Exercise prompt =
Update the rows below by replacing "pixel coordinates" with "box coordinates" wherever it occurs, leaving everything else unchanged.

========================================================================

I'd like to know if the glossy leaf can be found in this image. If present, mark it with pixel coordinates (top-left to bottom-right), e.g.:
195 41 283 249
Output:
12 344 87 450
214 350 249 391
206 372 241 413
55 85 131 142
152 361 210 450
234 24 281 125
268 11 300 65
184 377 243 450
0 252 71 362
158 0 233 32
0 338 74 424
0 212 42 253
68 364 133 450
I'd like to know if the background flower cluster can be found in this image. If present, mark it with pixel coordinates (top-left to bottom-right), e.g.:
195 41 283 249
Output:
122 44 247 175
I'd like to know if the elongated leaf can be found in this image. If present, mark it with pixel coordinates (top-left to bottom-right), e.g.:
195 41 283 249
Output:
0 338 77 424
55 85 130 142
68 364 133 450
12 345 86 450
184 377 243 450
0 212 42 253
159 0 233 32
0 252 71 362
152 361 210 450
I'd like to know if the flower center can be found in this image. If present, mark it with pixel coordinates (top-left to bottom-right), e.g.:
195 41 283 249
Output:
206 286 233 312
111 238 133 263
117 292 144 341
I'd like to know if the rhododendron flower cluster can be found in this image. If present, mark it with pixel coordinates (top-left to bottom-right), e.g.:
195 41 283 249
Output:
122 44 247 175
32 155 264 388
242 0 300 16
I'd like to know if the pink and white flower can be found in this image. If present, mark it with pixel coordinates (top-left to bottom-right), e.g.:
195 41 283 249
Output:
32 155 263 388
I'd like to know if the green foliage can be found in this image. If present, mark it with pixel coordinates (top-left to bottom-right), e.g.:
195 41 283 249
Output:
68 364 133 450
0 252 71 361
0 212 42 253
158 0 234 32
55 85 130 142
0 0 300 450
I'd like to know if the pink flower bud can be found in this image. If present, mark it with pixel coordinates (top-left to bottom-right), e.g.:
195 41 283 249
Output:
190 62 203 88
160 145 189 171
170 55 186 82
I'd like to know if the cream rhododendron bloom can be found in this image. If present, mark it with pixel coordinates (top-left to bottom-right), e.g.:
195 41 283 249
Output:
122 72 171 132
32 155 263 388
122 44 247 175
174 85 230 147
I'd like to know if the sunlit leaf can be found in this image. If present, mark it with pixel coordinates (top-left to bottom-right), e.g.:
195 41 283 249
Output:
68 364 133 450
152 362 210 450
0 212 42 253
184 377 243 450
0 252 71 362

========================================================================

Finished exercise =
I'd like to know if the glossy leaf can be found in this image. If present, mark it with box coordinates (top-left to bottom-right), e.g.:
195 41 283 249
Output:
12 344 87 450
214 350 249 391
206 372 241 413
55 85 131 142
152 361 210 450
234 24 281 125
268 11 300 65
184 377 243 450
0 252 71 362
158 0 233 32
0 338 74 424
0 212 42 253
68 364 133 450
I'd like to know if the background flower cluster can be found in this image. If present, mark it with box coordinates (top-left to bottom-right), e.g.:
195 41 283 249
Output:
122 44 247 175
I'd like to know if the elongated leaf can be found in this image. If present, mark it with box coordinates (top-left to bottom-right), e.g.:
195 41 283 249
Output:
0 338 77 424
55 85 130 142
68 364 133 450
12 345 86 450
184 377 243 450
0 212 42 253
159 0 233 32
0 252 71 362
152 361 210 450
I'd like to know if the flower center can be found in this image. If present, mark it with box coordinates (top-left to bottom-right), e.g.:
195 41 283 249
Output:
206 286 233 312
111 238 133 263
117 292 144 341
I'd like to know if the rhododendron flower cluster can be found in this image. If present, mark it with box coordinates (top-left to bottom-right), e.g.:
195 41 283 249
Output:
122 44 247 175
32 155 264 388
242 0 300 16
I'd like to know if the pink and white flower can be found in this image. If present, mark it with box coordinates (top-left to bottom-right), e.g.:
195 41 283 249
Output:
32 155 263 388
I'd like to know if the green foliage can be found in this image. If present, mark it with box coordinates (top-left to bottom-right), e.g.:
195 41 283 249
Output:
68 364 133 450
0 252 71 361
0 212 42 253
158 0 234 32
55 85 130 142
0 0 300 450
I'd like to know if the pink flower bud can be found in this image. If present, mark it with box coordinates (top-left to bottom-right), e.g.:
195 41 283 249
Output:
190 62 203 88
160 145 189 171
170 55 186 82
I'd like to know if the cream rhododendron bloom can be found in this image. If present, mark it with box coordinates (top-left to bottom-right), e.g.:
195 41 283 249
Output:
122 72 171 132
32 155 263 388
122 44 247 175
174 85 230 147
I'd like to know if the sunlit leaf can be found in this image. If present, mark it with box coordinates (top-left to bottom-right), e.g.:
195 41 283 249
Output:
68 364 133 450
152 362 210 450
0 212 42 253
184 377 243 450
0 252 71 362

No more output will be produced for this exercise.